- **TEXTO FORNECIDO**:
—————
De acordo com o delegado Leônidas Cavalcante, da 3ª DHPP, a guerra é permanente:
- Já havia uma realidade violenta. Com a chegada das novas vilas, os conflitos se acirraram e as mortes se tornaram cotidianas.
O delegado garante que os criminosos não impedem a entrada da polícia na região. Mas, para quê?
- Ninguém fala nada. A lei do silêncio é imposta aos moradores - define Leônidas.
Na casinha que virou templo religioso, Leandro é um dos que tentam quebrar o silêncio. Não com denúncias, mas com a recuperação da gurizada.
- Tentamos mostrar uma alternativa, pela fé e pela música. É uma violência aberta, a gente vê jovens serem mortos com naturalidade - diz.
Antes de ir para a Nova Dique, há um ano, Leandro viveu 25 anos na Dique. Não tem dúvida de que as coisas pioraram.
- Lá, todos se conheciam e respeitavam "os crentes", como eles dizem. Mas, aqui, misturaram pessoas de todos os lados. Todas com esse histórico da droga - comenta.
Os combatentes - Grupos de traficantes das vilas Nova Dique, Pôr do Sol, Amazônia, Santa Rosa e Parque dos Maias.
O alvo - O domínio das bocas nos arredores da Avenida Bernardino Silveira Amorim.
As baixas - Nove mortos.
Os combatentes - Bala na Cara e pequenos grupos de traficantes locais.
O alvo - A hegemonia no tráfico de drogas da região e a influência sobre outras áreas da cidade.
As baixas - nove mortos.
—————
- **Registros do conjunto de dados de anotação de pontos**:

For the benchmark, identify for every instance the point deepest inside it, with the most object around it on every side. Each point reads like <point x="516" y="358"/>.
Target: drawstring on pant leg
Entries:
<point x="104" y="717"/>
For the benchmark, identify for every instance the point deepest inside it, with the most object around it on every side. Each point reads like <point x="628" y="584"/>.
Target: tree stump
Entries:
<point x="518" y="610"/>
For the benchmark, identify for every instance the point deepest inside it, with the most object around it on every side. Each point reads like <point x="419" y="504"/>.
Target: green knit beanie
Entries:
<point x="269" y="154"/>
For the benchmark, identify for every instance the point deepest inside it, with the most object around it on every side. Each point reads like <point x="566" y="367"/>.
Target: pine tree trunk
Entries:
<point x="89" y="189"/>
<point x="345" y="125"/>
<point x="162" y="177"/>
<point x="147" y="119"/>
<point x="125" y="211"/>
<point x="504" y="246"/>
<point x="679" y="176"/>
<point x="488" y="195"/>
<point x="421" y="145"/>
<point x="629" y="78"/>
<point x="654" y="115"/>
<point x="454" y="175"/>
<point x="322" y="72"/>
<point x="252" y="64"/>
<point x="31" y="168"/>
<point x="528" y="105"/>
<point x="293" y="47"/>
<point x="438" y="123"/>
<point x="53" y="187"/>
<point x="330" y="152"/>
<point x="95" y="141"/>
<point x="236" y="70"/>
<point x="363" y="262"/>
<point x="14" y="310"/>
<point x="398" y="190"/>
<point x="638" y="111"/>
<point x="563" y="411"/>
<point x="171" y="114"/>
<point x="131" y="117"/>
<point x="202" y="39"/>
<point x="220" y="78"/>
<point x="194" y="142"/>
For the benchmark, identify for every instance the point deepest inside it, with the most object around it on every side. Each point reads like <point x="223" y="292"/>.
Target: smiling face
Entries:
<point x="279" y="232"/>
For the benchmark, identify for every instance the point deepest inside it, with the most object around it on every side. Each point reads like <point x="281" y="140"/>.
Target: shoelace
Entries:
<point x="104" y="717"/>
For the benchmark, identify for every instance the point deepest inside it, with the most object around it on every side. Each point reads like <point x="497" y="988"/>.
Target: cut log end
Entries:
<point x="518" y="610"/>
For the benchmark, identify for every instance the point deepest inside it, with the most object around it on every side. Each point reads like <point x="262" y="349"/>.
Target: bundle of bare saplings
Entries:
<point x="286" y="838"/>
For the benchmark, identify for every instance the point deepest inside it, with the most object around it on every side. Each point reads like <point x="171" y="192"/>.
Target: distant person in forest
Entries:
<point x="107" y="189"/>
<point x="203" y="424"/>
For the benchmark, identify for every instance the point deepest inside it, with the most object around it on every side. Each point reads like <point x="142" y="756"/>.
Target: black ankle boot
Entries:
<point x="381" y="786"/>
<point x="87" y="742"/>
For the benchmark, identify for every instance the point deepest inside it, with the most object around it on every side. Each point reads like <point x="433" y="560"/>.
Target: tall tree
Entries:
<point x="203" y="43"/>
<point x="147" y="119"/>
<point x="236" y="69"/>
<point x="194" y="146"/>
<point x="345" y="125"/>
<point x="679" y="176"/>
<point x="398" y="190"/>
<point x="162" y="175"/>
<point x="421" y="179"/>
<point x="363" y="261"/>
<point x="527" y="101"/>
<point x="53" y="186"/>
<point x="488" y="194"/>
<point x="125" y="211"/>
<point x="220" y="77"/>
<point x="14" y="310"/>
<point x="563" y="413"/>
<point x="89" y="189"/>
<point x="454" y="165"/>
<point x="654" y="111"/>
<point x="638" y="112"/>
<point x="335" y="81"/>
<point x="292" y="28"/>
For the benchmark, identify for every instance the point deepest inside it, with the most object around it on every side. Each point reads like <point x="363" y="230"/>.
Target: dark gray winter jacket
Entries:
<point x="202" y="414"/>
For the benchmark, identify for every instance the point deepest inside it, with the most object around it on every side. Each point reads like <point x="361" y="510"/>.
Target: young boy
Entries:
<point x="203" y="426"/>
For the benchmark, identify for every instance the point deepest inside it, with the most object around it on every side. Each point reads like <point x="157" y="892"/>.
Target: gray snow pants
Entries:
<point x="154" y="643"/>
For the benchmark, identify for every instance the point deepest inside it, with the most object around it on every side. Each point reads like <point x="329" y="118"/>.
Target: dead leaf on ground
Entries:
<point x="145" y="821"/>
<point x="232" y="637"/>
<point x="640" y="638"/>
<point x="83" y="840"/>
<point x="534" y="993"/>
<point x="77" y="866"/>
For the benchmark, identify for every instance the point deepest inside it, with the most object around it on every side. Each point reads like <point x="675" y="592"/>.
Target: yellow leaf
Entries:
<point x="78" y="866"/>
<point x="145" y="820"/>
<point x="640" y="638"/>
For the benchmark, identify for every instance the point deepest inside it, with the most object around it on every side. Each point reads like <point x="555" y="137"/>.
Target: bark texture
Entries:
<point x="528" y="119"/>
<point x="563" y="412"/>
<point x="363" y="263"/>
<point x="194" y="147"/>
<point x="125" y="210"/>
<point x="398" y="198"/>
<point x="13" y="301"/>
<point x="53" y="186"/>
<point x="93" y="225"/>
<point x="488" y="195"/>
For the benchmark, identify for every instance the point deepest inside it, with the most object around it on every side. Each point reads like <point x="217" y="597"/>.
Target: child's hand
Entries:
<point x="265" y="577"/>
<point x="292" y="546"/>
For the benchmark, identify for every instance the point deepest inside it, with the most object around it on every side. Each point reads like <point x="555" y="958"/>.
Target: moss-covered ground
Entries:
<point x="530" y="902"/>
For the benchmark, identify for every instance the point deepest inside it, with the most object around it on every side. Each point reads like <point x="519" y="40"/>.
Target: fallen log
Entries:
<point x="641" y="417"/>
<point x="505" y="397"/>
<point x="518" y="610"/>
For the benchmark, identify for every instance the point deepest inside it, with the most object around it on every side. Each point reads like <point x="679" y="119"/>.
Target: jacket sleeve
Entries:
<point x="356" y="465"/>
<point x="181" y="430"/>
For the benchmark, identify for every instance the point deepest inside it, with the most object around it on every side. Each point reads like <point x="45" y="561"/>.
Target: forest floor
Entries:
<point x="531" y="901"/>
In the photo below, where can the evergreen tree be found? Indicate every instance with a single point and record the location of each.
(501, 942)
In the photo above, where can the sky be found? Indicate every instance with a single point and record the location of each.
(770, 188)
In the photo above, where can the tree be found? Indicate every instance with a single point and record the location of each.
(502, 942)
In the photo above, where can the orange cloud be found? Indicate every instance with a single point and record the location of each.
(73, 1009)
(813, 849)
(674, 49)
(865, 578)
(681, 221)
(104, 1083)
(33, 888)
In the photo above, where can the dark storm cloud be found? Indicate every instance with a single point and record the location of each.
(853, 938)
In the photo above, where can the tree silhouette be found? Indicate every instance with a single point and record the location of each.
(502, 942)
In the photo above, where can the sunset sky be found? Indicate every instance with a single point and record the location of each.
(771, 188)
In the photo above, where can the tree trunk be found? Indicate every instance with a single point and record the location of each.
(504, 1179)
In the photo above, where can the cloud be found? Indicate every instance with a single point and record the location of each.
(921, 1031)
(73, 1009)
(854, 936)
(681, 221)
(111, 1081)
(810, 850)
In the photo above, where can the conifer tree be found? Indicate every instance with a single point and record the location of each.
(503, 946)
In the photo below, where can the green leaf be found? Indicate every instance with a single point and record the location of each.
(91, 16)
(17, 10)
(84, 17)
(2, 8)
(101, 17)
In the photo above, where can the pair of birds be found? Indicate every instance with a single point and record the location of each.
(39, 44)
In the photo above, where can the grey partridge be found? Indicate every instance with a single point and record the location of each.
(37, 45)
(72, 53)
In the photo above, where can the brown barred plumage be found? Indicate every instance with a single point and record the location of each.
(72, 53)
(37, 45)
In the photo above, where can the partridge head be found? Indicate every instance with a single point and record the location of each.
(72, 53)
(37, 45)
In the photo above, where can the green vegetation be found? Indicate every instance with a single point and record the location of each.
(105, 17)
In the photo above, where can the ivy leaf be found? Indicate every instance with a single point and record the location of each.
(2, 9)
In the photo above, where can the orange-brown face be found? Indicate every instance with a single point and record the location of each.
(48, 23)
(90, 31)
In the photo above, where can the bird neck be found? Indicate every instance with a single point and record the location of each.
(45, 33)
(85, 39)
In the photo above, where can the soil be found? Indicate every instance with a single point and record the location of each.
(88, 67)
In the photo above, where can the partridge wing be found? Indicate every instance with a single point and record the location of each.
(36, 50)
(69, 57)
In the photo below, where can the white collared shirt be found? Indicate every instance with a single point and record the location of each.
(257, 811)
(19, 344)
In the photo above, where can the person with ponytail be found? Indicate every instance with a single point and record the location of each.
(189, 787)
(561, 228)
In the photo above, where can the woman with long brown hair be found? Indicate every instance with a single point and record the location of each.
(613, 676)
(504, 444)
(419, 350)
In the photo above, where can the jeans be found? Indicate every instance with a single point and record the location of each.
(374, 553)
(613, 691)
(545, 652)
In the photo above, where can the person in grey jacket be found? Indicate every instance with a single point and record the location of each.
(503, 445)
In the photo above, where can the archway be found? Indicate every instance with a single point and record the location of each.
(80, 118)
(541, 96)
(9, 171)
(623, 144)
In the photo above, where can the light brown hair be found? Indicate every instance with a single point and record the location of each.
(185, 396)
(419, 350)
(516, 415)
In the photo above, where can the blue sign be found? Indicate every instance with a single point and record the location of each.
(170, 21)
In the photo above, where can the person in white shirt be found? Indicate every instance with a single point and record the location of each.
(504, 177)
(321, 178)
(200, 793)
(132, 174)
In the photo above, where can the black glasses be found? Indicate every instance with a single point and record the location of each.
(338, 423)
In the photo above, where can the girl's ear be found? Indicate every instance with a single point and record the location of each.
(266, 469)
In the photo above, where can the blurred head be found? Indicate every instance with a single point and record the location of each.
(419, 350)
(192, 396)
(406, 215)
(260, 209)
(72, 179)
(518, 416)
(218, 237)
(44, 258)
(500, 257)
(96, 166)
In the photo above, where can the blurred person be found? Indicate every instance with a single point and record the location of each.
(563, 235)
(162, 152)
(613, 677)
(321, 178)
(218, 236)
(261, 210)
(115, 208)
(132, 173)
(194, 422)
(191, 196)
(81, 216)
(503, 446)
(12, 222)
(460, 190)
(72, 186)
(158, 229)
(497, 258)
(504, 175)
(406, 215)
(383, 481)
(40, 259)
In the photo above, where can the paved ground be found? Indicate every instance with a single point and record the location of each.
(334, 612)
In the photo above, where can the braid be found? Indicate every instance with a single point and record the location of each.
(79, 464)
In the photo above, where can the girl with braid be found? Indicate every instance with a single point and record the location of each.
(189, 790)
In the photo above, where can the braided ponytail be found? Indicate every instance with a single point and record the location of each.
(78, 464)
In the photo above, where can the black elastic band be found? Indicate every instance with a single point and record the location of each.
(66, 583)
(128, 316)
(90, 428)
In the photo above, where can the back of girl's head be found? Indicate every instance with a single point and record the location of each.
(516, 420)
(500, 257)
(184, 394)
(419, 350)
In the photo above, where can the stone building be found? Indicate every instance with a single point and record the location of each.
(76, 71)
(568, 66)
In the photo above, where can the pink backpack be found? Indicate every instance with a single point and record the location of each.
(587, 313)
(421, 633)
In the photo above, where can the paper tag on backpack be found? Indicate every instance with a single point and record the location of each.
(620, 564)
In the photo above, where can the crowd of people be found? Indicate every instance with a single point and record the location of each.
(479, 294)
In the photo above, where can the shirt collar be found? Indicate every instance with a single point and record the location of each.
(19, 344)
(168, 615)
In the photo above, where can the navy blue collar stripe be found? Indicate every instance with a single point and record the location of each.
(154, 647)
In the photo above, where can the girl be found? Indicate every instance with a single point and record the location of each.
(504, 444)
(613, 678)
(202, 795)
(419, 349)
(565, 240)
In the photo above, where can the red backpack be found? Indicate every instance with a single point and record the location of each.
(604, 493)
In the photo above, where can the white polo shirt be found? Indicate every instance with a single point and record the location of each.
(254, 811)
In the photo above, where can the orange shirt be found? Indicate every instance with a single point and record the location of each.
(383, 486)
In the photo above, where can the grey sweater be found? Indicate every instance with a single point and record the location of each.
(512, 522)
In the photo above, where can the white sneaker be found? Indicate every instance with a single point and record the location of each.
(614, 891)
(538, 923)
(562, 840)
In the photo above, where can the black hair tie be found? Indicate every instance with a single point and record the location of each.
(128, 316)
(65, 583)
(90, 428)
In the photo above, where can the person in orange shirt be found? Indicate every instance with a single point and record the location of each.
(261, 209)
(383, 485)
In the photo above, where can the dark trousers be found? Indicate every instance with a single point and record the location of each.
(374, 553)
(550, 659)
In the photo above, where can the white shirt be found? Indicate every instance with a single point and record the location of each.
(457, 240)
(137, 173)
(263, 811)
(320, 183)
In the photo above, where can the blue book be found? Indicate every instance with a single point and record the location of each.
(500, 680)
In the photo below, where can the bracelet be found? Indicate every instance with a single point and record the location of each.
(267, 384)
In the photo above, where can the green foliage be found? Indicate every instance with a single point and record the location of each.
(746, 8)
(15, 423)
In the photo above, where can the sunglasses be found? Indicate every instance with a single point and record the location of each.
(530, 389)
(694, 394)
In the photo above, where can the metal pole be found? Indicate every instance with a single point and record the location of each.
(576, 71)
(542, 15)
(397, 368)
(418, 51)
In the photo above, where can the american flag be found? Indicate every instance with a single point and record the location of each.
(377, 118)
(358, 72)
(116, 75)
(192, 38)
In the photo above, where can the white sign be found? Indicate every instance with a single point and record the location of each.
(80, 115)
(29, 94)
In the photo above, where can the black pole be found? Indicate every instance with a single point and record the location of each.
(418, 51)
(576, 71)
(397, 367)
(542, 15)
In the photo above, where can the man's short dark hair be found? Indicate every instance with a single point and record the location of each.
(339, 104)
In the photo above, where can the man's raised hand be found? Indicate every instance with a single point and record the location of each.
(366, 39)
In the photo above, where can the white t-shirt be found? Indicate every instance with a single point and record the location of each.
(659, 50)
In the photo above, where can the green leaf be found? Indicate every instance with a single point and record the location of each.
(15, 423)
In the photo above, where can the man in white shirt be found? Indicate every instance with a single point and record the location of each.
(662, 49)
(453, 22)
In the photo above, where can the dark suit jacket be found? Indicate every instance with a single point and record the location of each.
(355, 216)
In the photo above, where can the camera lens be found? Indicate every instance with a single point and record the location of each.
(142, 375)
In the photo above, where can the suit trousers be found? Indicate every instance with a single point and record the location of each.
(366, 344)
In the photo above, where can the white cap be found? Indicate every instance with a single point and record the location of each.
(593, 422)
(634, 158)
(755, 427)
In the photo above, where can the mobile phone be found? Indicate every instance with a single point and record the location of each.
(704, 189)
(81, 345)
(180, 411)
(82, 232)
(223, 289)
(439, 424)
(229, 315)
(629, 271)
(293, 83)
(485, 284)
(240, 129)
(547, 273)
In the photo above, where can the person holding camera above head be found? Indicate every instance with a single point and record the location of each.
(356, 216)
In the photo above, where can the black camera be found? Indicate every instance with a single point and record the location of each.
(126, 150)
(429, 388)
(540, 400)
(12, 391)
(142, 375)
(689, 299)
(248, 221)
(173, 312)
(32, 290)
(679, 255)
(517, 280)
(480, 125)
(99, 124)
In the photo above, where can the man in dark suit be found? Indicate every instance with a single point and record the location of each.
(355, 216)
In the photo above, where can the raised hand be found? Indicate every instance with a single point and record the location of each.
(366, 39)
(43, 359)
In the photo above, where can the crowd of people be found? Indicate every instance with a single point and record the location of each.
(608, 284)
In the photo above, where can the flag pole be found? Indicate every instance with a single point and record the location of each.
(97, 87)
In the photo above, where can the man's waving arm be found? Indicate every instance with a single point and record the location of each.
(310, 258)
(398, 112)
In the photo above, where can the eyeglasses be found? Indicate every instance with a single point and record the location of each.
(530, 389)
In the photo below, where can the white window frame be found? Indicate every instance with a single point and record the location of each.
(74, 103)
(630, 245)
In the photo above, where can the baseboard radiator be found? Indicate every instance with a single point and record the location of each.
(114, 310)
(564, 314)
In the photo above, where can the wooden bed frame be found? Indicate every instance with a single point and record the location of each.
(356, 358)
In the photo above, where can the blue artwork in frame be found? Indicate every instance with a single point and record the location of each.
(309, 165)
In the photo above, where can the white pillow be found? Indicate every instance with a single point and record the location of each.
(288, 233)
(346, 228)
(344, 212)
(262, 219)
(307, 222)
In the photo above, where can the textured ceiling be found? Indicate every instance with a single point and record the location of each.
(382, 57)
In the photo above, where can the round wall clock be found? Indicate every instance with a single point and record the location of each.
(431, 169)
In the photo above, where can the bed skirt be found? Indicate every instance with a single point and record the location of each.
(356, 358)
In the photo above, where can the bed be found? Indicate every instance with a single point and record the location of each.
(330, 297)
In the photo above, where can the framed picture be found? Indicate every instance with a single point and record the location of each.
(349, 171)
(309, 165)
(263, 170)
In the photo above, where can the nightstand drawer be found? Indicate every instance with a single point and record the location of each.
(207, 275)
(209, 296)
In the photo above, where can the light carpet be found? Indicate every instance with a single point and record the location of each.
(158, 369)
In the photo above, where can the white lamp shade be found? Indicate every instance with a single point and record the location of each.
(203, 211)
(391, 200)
—————
- **O QUE FAZER**:
a: Indique se cada afirmação abaixo está de acordo com o texto sobre a violência nas vilas. Responda sim ou não e cite literalmente as palavras do texto que decidem a questão. (i) Leandro morou 25 anos na Dique antes de se mudar para a Nova Dique. (ii) Segundo o delegado, os criminosos impedem a entrada da polícia na região. (iii) Leandro procura quebrar o silêncio por meio de denúncias.
b: No texto sobre a violência nas vilas, qual é o alvo dos grupos de traficantes das vilas Nova Dique, Pôr do Sol, Amazônia, Santa Rosa e Parque dos Maias?
c: Prossiga com o texto sobre a violência nas vilas a partir da última frase apresentada.

- **RESPOSTAS**:
a:
(i) Sim: "Antes de ir para a Nova Dique, há um ano, Leandro viveu 25 anos na Dique."
(ii) Não: "O delegado garante que os criminosos não impedem a entrada da polícia na região."
(iii) Não: "Não com denúncias, mas com a recuperação da gurizada."

b: O alvo é o domínio das bocas nos arredores da Avenida Bernardino Silveira Amorim.

c:
À espera do pior
Já fazia oito horas que Carlos Eduardo Batista da Silva, 24 anos, caíra morto, com dois tiros, na madrugada de quarta passada. Mas ninguém ousava limpar a poça de sangue deixada no chão de terra da Rua C, entre as vielas da Vila Liberdade, no Bairro Humaitá, perto da Arena do Grêmio.
Os moradores, com medo, olhavam para os lados, para o chão. Eram observados. Por quem, ninguém sabe.
- A gente não dorme mais, preocupado. Com essa turma de gente diferente que veio para a vila, as coisas pioraram muito. Mas não consigo encontrar uma casa para onde ir e sair logo daqui - diz uma mulher de 62 anos, que há 12 mora na vila.
"Corrida imobiliária"
Na região, o tráfico coordena sua própria especulação imobiliária. A vila vive uma invasão de criminosos, vindos de outras áreas da cidade. Aparecem como gente sem moradia, na fila pelas 600 vagas anunciadas de reassentamento.
O medo, porém, é que sejam soldados marcando território antes da mudança - e de olho em um novo mercado consumidor.
Na região, a suspeita é de que um antigo patrão do tráfico, conhecido como Chiapetta, estaria tramando a retomada da área. Ele estava preso e foi solto este ano. Agora, seria uma ameaça aos traficantes da Vila Mario Quintana, que herdaram as bocas depois da morte, em 2008, do traficante João Cabeludo.
O comandante do 11º BPM, major Marcelo Pitta, garante que a situação está controlada. Não é o que acham os moradores.
- Eles (PMs) entraram aqui antes da inauguração da Arena. Depois, nunca mais - diz uma moradora.
Os combatentes - Vilas Mario Quintana e Liberdade.
O alvo - Dominar as bocas de fumo nos arredores da Arena do Grêmio.
As baixas - quatro mortos.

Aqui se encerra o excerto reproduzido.